▸ 課題 1: 後掲の行のうち、「Note: for each instance of the white plaster」を含む行から「point(1115, 672)」を含む行まで(両端を含む)を、空行を除いた番号付きリストに変換してください。

▸ 提示文章:
◇ ◇ ◇ ◇
2025年NHK大河ドラマ『べらぼう ~蔦重栄華乃夢噺~』の舞台は、江戸の花街・吉原。横浜流星さんが演じる主人公「蔦重」こと蔦屋重三郎(つたや じゅうざぶろう)の活躍を毎週楽しみにしている方も多いことでしょう。
そこで、今回のコラムは「蔦重と遊女がもたらした、きものの流行」というテーマでお伝えしたいと思います。

江戸のメディア王、蔦屋重三郎
蔦屋重三郎(1750〜97)は、江戸の遊郭・吉原生まれの吉原育ち。20代で吉原大門前に書店『耕書堂』を開業しました。
吉原ガイドの『吉原細見』などを出版したことを皮切りに、版元としてさまざまな出版物を刊行。江戸時代の版元とは、現代の出版社と書店を兼ねた存在です。
ベストセラーを次々生み出すと、事業拡大に合わせて日本橋通油町(現在の日本橋)に進出するなど成功をおさめた“江戸のメディア王”というべき人物です。
北斎が描いた『画本 東都遊』に、絵草紙店として「耕書堂」が描かれています。


花魁のファッション、ヘア、メイクが流行
蔦屋重三郎は、喜多川歌麿、東洲斎写楽、葛飾北斎といった多くの浮世絵師を抱えていました。
特に、歌麿の「美人画」は、人気のあった遊女や町娘などを描き、彼女たちの華やかで斬新な着こなしを浮世絵や読本などに描きました。
高級遊女である花魁は、豪華な小袖、帯、打掛などを重ね着し、中でも花魁道中の衣装は錦や緞子などの素材を使い、贅を極めたもの。花魁が身につける高価な装飾品や髪型、唇を玉虫色に光らせた「笹紅」という化粧法は、一般の女性たちに模倣され、遊女は時代の最先端のファッションリーダーとなりました。
蔦重が企画・制作した『雛形若菜』は、花魁と禿がトレンドのきものと美しい髪型で装っている姿が描かれたファッションカタログのようなもの。100枚以上にわたる大人気です。

全七組のシリーズ『吉原傾城 新美人合自筆鏡(しんびじんあわせじひつかがみ)』ではドラマで小柴風花さんが演じた松葉屋の 名代の遊女、六代目 瀬川の姿を見ることができます。
黒の打掛を着ているのが瀬川です。「章台折楊柳、春日路傍情 瀬川書」と書かれている文字は自筆と銘打っている通り、瀬川の筆跡。姿が美しいだけでなく、達筆でもあったようですね。
吉原傾城 新美人合自筆鏡
北尾政演 画
天明4年(1784年)
東京国立博物館所蔵
出典:ColBase(https://colbase.nich.go.jp/)

江戸のきもの、着付けの変化
吉原の遊女たちは時代ごとに「着付け」や「着こなし」にも新しいスタイルを次々と取り入れていきました。一般女性にも影響を与えた流行をご紹介します。
◇ ◇ ◇ ◇
▸ 演習用データ:
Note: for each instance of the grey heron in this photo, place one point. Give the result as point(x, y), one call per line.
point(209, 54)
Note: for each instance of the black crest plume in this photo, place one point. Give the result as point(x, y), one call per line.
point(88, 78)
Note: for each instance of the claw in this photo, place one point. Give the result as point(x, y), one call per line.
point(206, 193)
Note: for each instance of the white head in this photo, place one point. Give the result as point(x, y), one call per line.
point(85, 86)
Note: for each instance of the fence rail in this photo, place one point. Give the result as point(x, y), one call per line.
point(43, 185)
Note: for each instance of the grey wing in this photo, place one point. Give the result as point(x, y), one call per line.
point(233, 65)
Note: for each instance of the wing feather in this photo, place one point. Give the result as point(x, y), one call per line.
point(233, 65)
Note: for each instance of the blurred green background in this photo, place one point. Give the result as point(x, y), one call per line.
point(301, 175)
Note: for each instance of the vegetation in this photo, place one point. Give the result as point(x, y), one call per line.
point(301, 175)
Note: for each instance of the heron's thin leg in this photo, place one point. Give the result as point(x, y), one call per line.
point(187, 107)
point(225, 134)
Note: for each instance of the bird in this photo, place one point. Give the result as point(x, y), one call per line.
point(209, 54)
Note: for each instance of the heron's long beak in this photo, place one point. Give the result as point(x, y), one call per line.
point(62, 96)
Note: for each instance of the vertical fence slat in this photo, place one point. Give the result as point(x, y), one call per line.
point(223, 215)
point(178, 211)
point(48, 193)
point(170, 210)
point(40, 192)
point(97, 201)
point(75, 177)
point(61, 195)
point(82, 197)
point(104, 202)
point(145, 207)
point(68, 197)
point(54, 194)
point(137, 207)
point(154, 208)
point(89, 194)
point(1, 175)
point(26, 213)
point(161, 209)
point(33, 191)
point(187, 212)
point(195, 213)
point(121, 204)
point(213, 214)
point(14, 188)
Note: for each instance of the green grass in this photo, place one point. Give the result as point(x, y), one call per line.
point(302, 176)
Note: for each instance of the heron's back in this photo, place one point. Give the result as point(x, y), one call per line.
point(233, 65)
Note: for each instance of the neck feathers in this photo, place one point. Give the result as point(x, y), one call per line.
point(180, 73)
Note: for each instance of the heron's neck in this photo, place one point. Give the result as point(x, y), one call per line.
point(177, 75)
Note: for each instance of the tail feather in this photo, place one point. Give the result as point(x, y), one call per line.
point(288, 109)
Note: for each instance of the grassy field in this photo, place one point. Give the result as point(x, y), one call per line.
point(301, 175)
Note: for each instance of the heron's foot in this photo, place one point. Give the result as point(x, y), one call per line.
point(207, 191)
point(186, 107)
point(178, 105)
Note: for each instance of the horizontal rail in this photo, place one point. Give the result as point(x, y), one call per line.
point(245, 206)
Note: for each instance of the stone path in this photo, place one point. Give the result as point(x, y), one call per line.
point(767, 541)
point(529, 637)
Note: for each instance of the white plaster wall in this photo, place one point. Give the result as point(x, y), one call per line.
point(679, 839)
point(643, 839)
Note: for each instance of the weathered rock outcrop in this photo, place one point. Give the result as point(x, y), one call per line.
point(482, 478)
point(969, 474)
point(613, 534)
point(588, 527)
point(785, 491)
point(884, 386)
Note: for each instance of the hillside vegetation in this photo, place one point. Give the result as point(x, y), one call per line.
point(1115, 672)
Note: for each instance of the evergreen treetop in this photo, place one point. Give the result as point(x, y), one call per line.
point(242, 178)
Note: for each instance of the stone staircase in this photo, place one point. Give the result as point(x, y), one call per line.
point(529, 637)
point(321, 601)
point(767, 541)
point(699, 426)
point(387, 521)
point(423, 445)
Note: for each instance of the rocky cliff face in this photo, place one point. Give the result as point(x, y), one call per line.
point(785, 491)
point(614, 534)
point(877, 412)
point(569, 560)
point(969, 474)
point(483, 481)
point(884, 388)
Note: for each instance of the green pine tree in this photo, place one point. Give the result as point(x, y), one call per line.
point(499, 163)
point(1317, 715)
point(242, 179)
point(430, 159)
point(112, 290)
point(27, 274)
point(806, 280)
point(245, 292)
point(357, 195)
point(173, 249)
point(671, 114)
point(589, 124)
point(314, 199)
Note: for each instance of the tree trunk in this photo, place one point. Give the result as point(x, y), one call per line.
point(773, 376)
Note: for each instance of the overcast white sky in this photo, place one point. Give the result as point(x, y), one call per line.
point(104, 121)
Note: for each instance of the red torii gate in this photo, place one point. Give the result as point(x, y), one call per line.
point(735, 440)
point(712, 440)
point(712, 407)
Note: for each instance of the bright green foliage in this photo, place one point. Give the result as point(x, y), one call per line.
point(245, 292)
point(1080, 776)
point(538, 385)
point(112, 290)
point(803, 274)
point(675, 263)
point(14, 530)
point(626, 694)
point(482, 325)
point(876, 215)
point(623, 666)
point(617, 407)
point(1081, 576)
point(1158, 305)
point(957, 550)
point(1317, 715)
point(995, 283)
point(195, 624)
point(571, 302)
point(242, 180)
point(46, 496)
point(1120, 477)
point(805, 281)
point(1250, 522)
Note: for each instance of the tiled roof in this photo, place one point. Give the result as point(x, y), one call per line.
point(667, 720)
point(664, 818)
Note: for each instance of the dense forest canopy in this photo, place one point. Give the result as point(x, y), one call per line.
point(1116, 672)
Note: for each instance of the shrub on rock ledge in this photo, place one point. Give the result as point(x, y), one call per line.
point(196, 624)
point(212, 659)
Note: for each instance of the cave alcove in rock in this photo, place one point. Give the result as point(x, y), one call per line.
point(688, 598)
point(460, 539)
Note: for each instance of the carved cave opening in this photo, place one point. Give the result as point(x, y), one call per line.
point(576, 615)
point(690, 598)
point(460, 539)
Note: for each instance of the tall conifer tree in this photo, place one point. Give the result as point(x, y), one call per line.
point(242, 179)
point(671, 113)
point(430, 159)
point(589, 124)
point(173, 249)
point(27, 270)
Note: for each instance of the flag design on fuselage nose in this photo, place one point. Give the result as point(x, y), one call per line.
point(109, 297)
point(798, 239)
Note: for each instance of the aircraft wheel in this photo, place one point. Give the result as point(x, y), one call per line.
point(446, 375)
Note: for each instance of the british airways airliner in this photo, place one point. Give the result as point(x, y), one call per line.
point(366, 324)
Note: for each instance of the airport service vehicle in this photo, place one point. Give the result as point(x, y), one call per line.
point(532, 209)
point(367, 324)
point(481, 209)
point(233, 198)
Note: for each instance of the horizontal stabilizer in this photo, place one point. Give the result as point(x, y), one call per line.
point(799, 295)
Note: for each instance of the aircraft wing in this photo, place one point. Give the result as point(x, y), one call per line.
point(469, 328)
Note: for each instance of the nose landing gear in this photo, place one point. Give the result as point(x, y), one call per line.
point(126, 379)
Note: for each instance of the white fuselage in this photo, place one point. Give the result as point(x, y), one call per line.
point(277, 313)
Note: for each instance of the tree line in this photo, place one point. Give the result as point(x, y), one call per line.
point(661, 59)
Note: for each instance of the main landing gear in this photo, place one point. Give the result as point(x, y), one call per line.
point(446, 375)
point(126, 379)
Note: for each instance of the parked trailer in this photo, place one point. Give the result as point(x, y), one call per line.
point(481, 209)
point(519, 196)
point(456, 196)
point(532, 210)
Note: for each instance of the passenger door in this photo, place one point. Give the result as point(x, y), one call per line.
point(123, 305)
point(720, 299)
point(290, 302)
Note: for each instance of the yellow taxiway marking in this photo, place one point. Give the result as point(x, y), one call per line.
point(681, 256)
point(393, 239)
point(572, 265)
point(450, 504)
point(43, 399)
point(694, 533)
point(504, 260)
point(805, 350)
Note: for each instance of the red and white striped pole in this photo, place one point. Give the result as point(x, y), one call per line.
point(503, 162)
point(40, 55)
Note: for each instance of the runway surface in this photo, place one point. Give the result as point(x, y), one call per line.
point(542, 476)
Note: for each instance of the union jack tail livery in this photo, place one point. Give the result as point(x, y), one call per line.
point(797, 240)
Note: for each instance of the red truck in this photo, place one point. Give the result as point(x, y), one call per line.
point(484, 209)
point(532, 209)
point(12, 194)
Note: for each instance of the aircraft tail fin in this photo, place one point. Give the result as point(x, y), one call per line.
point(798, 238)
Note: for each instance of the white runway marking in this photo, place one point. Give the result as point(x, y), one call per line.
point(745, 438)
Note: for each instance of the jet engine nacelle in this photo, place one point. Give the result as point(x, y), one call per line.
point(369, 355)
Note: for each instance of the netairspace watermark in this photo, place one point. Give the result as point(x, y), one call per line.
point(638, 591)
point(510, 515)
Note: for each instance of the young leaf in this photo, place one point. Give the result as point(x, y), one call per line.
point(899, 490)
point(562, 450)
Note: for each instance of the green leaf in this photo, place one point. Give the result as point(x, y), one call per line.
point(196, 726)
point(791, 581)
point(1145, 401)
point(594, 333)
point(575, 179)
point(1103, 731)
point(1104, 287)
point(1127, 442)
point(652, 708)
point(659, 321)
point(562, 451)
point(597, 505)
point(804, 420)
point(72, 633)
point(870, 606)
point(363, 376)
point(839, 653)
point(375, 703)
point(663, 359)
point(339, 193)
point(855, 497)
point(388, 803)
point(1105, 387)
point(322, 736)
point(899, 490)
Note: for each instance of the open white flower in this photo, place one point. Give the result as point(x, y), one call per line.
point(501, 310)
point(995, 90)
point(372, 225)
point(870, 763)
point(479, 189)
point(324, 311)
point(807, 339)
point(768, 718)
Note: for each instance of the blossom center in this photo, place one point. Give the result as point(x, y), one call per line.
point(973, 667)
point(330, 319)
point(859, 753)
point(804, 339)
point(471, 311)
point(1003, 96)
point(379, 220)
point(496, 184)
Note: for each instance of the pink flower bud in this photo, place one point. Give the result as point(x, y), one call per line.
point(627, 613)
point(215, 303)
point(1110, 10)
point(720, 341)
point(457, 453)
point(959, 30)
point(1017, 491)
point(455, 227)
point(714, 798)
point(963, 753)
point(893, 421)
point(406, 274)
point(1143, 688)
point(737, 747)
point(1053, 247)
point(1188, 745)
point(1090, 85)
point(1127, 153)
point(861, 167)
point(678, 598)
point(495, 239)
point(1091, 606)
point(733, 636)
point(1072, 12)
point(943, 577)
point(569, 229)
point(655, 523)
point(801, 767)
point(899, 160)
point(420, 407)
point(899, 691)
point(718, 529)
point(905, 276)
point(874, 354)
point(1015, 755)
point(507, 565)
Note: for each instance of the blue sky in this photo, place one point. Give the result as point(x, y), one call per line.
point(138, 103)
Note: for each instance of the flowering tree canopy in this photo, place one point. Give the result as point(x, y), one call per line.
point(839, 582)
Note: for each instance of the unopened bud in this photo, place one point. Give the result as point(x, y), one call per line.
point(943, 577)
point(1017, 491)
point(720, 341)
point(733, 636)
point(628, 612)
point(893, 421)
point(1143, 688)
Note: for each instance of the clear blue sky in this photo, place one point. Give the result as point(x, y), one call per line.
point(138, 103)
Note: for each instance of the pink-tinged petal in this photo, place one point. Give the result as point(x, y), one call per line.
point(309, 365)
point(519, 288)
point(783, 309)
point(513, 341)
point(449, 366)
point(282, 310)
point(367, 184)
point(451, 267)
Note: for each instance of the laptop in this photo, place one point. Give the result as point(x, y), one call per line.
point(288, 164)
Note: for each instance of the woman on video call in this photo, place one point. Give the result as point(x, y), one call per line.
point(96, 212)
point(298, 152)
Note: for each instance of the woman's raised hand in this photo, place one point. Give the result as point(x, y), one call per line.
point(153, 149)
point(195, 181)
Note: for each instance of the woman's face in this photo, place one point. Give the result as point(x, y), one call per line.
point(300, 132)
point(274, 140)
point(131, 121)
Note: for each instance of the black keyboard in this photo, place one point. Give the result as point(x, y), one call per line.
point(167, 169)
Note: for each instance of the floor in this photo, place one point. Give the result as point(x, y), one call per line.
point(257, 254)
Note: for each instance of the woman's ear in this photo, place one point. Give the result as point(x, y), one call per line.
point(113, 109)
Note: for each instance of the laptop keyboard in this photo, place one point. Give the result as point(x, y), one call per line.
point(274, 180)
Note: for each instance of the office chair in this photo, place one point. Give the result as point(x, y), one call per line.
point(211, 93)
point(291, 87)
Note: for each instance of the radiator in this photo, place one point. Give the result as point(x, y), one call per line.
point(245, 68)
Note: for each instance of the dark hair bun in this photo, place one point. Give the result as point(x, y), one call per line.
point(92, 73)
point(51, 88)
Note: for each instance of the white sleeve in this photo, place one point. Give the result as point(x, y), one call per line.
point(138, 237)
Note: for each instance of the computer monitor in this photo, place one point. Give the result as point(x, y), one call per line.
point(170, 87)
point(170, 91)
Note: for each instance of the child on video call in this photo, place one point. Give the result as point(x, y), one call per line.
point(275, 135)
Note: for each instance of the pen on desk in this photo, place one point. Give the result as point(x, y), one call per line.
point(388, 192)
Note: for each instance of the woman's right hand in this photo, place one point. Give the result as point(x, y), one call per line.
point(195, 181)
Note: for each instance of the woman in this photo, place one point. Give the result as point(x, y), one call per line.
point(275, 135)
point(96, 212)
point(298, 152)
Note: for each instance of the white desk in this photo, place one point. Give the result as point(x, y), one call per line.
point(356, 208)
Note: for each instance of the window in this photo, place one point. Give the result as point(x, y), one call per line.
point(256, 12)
◇ ◇ ◇ ◇
▸ 課題 2:
蔦屋重三郎に関する提示文章に基づき、次の問いに答えてください。
(a) 蔦屋重三郎が20代で吉原大門前に開業した書店の名称は何ですか。
(b) 唇を玉虫色に光らせる化粧法は何と呼ばれていますか。
(c) 『吉原傾城 新美人合自筆鏡』を所蔵しているのはどこですか。

▸ 解答全文 1:
1. Note: for each instance of the white plaster wall in this photo, place one point. Give the result as point(x, y), one call per line.
2. point(679, 839)
3. point(643, 839)
4. Note: for each instance of the weathered rock outcrop in this photo, place one point. Give the result as point(x, y), one call per line.
5. point(482, 478)
6. point(969, 474)
7. point(613, 534)
8. point(588, 527)
9. point(785, 491)
10. point(884, 386)
11. Note: for each instance of the hillside vegetation in this photo, place one point. Give the result as point(x, y), one call per line.
12. point(1115, 672)

▸ 解答全文 2:
(a) 『耕書堂』です。
(b) 「笹紅」です。
(c) 東京国立博物館です。